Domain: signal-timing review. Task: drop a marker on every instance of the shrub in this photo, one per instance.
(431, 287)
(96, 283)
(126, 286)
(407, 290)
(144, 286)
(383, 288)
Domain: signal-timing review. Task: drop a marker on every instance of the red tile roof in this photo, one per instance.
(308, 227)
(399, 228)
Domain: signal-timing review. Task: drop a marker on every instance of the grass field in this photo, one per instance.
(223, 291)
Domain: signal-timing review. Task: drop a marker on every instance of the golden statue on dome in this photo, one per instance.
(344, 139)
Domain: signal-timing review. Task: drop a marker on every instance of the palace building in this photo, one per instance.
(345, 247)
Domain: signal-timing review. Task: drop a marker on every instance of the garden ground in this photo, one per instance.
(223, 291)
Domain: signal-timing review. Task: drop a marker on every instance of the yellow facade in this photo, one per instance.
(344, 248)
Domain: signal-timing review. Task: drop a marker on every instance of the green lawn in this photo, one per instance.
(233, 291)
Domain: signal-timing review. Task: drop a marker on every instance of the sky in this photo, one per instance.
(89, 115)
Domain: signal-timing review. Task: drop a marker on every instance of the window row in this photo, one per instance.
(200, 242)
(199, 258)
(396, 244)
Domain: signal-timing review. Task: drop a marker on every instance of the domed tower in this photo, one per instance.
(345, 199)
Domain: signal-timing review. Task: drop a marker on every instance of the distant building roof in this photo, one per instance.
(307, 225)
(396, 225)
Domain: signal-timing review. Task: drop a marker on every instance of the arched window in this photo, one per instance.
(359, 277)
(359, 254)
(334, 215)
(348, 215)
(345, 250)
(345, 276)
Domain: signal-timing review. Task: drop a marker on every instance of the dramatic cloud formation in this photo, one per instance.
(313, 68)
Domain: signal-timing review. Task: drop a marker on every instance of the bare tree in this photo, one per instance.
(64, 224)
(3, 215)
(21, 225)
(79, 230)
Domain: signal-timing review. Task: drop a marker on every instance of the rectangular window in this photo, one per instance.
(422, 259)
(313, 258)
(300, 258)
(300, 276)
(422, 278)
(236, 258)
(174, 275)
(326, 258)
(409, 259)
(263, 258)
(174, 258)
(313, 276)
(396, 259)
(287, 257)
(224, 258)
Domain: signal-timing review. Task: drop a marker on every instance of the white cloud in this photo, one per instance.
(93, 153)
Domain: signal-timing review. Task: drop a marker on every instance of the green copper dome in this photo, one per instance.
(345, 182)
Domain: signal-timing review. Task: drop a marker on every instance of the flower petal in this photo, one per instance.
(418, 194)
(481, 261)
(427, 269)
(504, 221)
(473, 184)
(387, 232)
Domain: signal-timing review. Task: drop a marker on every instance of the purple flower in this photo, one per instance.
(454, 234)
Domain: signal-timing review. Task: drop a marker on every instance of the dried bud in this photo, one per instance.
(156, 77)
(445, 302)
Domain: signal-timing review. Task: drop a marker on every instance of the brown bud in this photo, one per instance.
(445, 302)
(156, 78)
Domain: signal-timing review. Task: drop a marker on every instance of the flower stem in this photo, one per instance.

WHAT IS NEEDED –
Put every line of the listing into a numbered list and leave out any blank lines.

WORKED ANSWER –
1. Domain: signal-timing review. Task: drop a marker on every instance of the shrub in this photo, one per instance.
2. (431, 287)
3. (96, 283)
4. (126, 286)
5. (407, 290)
6. (144, 286)
7. (383, 288)
8. Domain: signal-timing review. Task: drop a marker on every instance of the red tile roof in this photo, one per instance.
9. (308, 227)
10. (399, 228)
11. Domain: signal-timing review. Task: drop a marker on every instance of the grass field in this photo, one per instance.
12. (223, 291)
13. Domain: signal-timing review. Task: drop a marker on every instance of the golden statue on dome in this photo, one per instance.
14. (344, 139)
15. Domain: signal-timing review. Task: drop a marker on every instance of the palace building in this photo, one per instance.
16. (345, 247)
17. Domain: signal-timing review. Task: drop a marker on every instance of the garden ground in this photo, one per instance.
18. (223, 291)
19. Domain: signal-timing review. Task: drop a marker on every instance of the yellow facade in this photo, one per instance.
20. (344, 248)
21. Domain: signal-timing review. Task: drop a marker on every instance of the green lawn in this photo, one per instance.
22. (233, 291)
23. Domain: signal-timing review. Task: drop a marker on every instance of the sky in this photo, one per instance.
24. (89, 115)
25. Domain: signal-timing review. Task: drop a marker on every instance of the window row in this photo, one per instance.
26. (200, 242)
27. (199, 258)
28. (396, 244)
29. Domain: signal-timing review. Task: drop a marker on every instance of the domed tower in this photo, one per instance.
30. (345, 199)
31. Domain: signal-timing review. Task: drop a marker on every instance of the distant building roof in this photo, one per instance.
32. (307, 225)
33. (396, 225)
34. Domain: signal-timing review. Task: drop a marker on every instance of the arched window in this photo, one per instance.
35. (359, 277)
36. (359, 254)
37. (334, 215)
38. (348, 215)
39. (345, 250)
40. (345, 276)
41. Domain: signal-timing review. Task: drop a marker on every instance of the dramatic cloud formation in this photo, one per instance.
42. (313, 68)
43. Domain: signal-timing review. Task: drop a marker on every instance of the bare tree in this photo, one per instance.
44. (64, 224)
45. (3, 215)
46. (21, 225)
47. (79, 230)
48. Domain: signal-timing review. Task: drop a marker on every instance of the rectangular window in this photo, one per instance.
49. (422, 259)
50. (313, 258)
51. (300, 258)
52. (300, 276)
53. (422, 278)
54. (236, 258)
55. (174, 275)
56. (326, 258)
57. (409, 259)
58. (263, 258)
59. (174, 258)
60. (313, 276)
61. (396, 259)
62. (287, 257)
63. (224, 258)
64. Domain: signal-timing review. Task: drop a marker on every instance of the white cloud in this photo, one per instance.
65. (93, 153)
66. Domain: signal-timing review. Task: drop a marker on every instance of the green copper dome in this photo, one per instance.
67. (345, 182)
68. Domain: signal-timing review. Task: drop a marker on every instance of the flower petal in this photo, one per instance.
69. (418, 194)
70. (481, 261)
71. (427, 269)
72. (504, 221)
73. (473, 184)
74. (387, 232)
75. Domain: signal-timing review. Task: drop a marker on every instance of the purple flower in this photo, one per instance.
76. (454, 234)
77. Domain: signal-timing review. Task: drop a marker on every instance of the dried bud in this photo, one per instance.
78. (156, 77)
79. (445, 302)
80. Domain: signal-timing review. Task: drop a marker on every instance of the brown bud in this photo, one per instance.
81. (445, 302)
82. (156, 78)
83. Domain: signal-timing review. Task: drop a marker on every instance of the flower stem in this photo, one per instance.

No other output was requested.